__WHAT IS NEEDED__: Below are the records; they must be reproduced verbatim.

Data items
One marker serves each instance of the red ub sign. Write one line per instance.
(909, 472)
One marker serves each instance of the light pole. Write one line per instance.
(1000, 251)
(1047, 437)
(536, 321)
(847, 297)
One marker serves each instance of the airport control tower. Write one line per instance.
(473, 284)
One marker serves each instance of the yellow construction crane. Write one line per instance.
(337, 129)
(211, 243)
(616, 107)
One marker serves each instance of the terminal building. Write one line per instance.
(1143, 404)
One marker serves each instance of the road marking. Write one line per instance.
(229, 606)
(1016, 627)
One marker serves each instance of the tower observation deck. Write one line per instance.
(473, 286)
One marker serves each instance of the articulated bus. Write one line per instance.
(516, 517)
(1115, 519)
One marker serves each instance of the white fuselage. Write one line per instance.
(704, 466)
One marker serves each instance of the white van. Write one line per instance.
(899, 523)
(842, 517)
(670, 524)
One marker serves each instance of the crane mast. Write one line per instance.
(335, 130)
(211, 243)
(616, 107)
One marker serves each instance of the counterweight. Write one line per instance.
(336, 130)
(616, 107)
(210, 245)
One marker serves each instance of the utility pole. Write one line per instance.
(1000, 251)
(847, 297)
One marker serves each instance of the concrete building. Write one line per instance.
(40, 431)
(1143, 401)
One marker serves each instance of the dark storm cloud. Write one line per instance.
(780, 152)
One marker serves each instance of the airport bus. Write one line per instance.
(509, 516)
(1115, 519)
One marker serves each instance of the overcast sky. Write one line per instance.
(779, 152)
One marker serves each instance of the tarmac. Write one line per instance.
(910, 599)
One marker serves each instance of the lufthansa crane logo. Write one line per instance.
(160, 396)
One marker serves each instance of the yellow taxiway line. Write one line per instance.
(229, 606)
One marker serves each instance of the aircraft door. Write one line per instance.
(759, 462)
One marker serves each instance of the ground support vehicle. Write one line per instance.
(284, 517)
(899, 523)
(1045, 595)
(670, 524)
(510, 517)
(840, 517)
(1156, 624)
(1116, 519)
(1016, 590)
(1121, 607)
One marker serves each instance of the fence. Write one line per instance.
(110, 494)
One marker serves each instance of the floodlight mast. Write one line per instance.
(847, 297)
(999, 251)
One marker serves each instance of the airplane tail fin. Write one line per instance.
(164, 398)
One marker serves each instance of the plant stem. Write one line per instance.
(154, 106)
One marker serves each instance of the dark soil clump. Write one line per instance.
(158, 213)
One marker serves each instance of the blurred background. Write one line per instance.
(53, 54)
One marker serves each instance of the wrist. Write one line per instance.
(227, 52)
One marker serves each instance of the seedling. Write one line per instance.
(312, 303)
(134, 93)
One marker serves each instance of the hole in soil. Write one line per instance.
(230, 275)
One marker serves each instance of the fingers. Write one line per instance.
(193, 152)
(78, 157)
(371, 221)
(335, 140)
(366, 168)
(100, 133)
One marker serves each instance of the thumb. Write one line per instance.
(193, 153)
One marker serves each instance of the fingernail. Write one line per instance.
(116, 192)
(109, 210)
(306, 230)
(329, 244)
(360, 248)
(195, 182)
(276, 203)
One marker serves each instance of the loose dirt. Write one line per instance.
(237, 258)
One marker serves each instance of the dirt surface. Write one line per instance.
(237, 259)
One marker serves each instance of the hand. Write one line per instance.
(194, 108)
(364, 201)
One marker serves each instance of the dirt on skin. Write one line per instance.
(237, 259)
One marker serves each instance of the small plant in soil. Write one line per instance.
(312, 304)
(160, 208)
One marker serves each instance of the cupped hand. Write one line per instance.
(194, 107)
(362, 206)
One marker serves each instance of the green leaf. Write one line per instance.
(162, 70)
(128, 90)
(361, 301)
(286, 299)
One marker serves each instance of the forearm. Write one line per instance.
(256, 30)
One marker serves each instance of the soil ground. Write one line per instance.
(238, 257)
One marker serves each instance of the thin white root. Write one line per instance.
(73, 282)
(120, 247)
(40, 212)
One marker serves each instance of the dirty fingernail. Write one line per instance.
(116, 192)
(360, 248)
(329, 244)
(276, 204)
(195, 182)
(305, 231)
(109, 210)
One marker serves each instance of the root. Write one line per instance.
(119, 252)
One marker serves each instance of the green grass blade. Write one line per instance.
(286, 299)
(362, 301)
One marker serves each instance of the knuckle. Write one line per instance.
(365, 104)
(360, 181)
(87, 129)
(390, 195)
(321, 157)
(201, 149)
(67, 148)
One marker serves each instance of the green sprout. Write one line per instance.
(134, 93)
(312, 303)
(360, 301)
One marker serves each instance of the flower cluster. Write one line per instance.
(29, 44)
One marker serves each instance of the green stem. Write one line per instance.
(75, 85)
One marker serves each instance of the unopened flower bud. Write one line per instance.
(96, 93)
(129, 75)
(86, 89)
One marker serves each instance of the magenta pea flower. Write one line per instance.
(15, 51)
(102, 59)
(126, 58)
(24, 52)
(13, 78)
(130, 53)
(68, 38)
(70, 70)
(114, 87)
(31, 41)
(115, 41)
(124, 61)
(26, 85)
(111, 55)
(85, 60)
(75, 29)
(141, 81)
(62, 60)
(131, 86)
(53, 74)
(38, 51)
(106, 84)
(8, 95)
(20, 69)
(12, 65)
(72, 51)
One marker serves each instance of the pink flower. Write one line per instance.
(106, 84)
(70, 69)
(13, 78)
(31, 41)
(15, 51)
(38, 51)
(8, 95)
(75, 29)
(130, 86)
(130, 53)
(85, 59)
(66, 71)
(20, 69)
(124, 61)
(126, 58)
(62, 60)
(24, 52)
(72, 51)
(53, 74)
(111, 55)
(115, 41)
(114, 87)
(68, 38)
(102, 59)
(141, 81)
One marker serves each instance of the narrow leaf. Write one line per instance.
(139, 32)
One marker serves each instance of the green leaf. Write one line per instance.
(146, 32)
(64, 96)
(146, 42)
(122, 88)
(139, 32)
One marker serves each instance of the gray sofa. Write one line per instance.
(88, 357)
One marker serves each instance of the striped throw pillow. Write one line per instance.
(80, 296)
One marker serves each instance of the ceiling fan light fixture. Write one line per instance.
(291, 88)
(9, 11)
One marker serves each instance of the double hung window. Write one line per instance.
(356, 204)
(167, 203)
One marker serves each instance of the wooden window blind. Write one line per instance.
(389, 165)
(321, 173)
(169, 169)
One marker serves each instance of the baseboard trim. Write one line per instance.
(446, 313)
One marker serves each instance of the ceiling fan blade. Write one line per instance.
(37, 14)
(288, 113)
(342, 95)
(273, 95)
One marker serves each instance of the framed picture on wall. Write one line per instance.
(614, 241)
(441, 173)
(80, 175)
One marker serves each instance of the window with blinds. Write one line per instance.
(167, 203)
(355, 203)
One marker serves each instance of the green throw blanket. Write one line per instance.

__OUTPUT FOR THIS TASK__:
One marker serves each instance of the red ub sign. Write one line per instance.
(909, 472)
One marker serves each instance of the light pole. Write one line per instance.
(1000, 251)
(1047, 437)
(536, 321)
(847, 297)
One marker serves each instance of the airport control tower. Write one line per instance.
(473, 284)
One marker serves each instance of the yellow construction crane. Write one line per instance.
(337, 129)
(211, 243)
(616, 107)
One marker serves each instance of the terminal building. Write one line per instance.
(1143, 404)
One marker serves each instance of the road marking. Write one line per instance.
(229, 606)
(1016, 627)
One marker serves each instance of the tower observation deck. Write one line per instance.
(473, 286)
One marker serves each instance of the articulated bus. Write one line per instance.
(516, 517)
(1115, 519)
One marker serves each instance of the white fuselage. Write one line per instance.
(704, 466)
One marker serves each instance of the white van. Write one line per instance.
(899, 523)
(842, 517)
(670, 524)
One marker serves each instance of the crane mast. Write one line per instance.
(335, 130)
(211, 243)
(616, 107)
One marker serves each instance of the counterweight. Write one line per instance.
(336, 130)
(616, 107)
(210, 245)
One marker serves each instance of the utility pole. Write one line per instance.
(1000, 251)
(847, 297)
One marker serves each instance of the concrete building. Write one line per instance.
(40, 431)
(1143, 401)
One marker serves each instance of the dark storm cloud. Write one line per instance.
(780, 152)
One marker serves each instance of the airport bus. Write one line per instance.
(509, 516)
(1115, 519)
One marker serves each instance of the overcast sky. Write one line per instance.
(779, 152)
One marker serves each instance of the tarmac. Write one line per instance.
(910, 599)
One marker serves each instance of the lufthansa crane logo. Write one line per instance.
(160, 396)
One marker serves each instance of the yellow taxiway line. Write one line per instance.
(229, 606)
One marker serves each instance of the aircraft door. Write one line per instance.
(759, 462)
One marker serves each instance of the ground support vehicle. Write one line per instance.
(284, 517)
(899, 523)
(1045, 595)
(670, 524)
(510, 517)
(840, 517)
(1156, 624)
(1116, 519)
(1016, 590)
(1121, 607)
One marker serves each instance of the fence. Write one line per instance.
(110, 494)
One marker serves each instance of the floodlight mast. Write one line per instance.
(847, 297)
(999, 251)
One marker serves each instance of the airplane tail fin. Write one line per instance.
(164, 398)
One marker serves each instance of the plant stem. Write one line per instance.
(154, 106)
One marker serves each instance of the dark soil clump. Write one line per instance.
(158, 213)
One marker serves each instance of the blurred background. Write one line per instance.
(53, 54)
One marker serves each instance of the wrist. Write one line per instance.
(227, 52)
One marker serves each instance of the seedling. Write one line per instance.
(312, 303)
(134, 93)
One marker serves each instance of the hole in soil. Write one line per instance.
(230, 275)
One marker serves each instance of the fingers. Write one line per instance.
(193, 152)
(78, 157)
(371, 221)
(335, 140)
(366, 168)
(100, 133)
One marker serves each instance of the thumb. Write one line per instance.
(193, 153)
One marker serves each instance of the fingernail. Write one line per instance.
(116, 192)
(109, 210)
(306, 230)
(329, 244)
(360, 248)
(195, 182)
(276, 203)
One marker serves each instance of the loose dirt. Write one line per instance.
(237, 258)
One marker serves each instance of the dirt surface. Write one line per instance.
(237, 259)
One marker serves each instance of the hand. Write one line per instance.
(194, 108)
(364, 201)
One marker serves each instance of the dirt on skin. Write one line per instance.
(237, 259)
One marker serves each instance of the small plant in soil. Write one line per instance.
(312, 304)
(160, 208)
One marker serves each instance of the cupped hand. Write one line per instance.
(194, 107)
(362, 206)
One marker serves each instance of the green leaf. Write one line per instance.
(162, 70)
(128, 90)
(361, 301)
(286, 299)
One marker serves each instance of the forearm. Write one line per instance.
(256, 30)
One marker serves each instance of the soil ground. Write one line per instance.
(238, 257)
One marker serves each instance of the thin white root. Write one line per instance.
(73, 282)
(120, 247)
(40, 212)
One marker serves each instance of the dirty fingernail. Write one line per instance.
(116, 192)
(360, 248)
(329, 244)
(276, 204)
(195, 182)
(305, 231)
(109, 210)
One marker serves each instance of the root. Write one line per instance.
(119, 252)
One marker serves each instance of the green grass blade. Write one line per instance.
(286, 299)
(362, 301)
One marker serves each instance of the knuckle. Write one line per instance.
(365, 104)
(360, 181)
(87, 129)
(390, 195)
(321, 157)
(201, 149)
(67, 148)
One marker serves each instance of the green sprout. Write one line per instance.
(134, 93)
(312, 303)
(360, 301)
One marker serves each instance of the flower cluster. Write one line per instance.
(29, 44)
One marker serves each instance of the green stem. Write one line per instance.
(75, 85)
One marker serves each instance of the unopened flower bud. Write one line per instance.
(96, 93)
(129, 75)
(86, 89)
One marker serves each instance of the magenta pea flower. Write one line per instance.
(15, 51)
(102, 59)
(126, 58)
(24, 52)
(13, 78)
(130, 53)
(68, 38)
(70, 70)
(114, 87)
(31, 41)
(115, 41)
(124, 61)
(26, 85)
(111, 55)
(85, 60)
(75, 29)
(141, 81)
(62, 60)
(131, 86)
(53, 74)
(38, 51)
(106, 84)
(8, 95)
(20, 69)
(12, 65)
(72, 51)
One marker serves each instance of the pink flower. Write one line per instance.
(106, 84)
(70, 69)
(13, 78)
(31, 41)
(15, 51)
(38, 51)
(8, 95)
(75, 29)
(130, 86)
(130, 53)
(85, 59)
(66, 71)
(20, 69)
(124, 61)
(126, 58)
(62, 60)
(24, 52)
(72, 51)
(53, 74)
(111, 55)
(115, 41)
(114, 87)
(68, 38)
(102, 59)
(141, 81)
One marker serves each instance of the narrow leaf. Write one line per instance.
(139, 32)
One marker serves each instance of the green leaf. Write one line per instance.
(146, 32)
(64, 96)
(146, 42)
(122, 88)
(139, 32)
One marker serves each instance of the gray sofa. Write one line per instance.
(88, 357)
One marker serves each instance of the striped throw pillow. Write one line per instance.
(80, 296)
One marker serves each instance of the ceiling fan light fixture. Write one line per instance.
(291, 88)
(9, 11)
One marker serves each instance of the double hung window. Write one line per instance.
(356, 204)
(167, 203)
One marker serves each instance of the wooden window blind. Write one line per instance.
(389, 165)
(321, 173)
(169, 169)
One marker serves each instance of the baseboard trim. Write one line per instance.
(446, 313)
One marker serves each instance of the ceiling fan blade. Write one line per instance.
(37, 14)
(288, 113)
(342, 95)
(273, 95)
One marker serves each instance of the framed picture on wall. Write one line per instance.
(614, 241)
(441, 173)
(80, 175)
One marker serves each instance of the window with blinds. Write one line per instance.
(167, 203)
(355, 203)
One marker serves each instance of the green throw blanket. Write one line per instance.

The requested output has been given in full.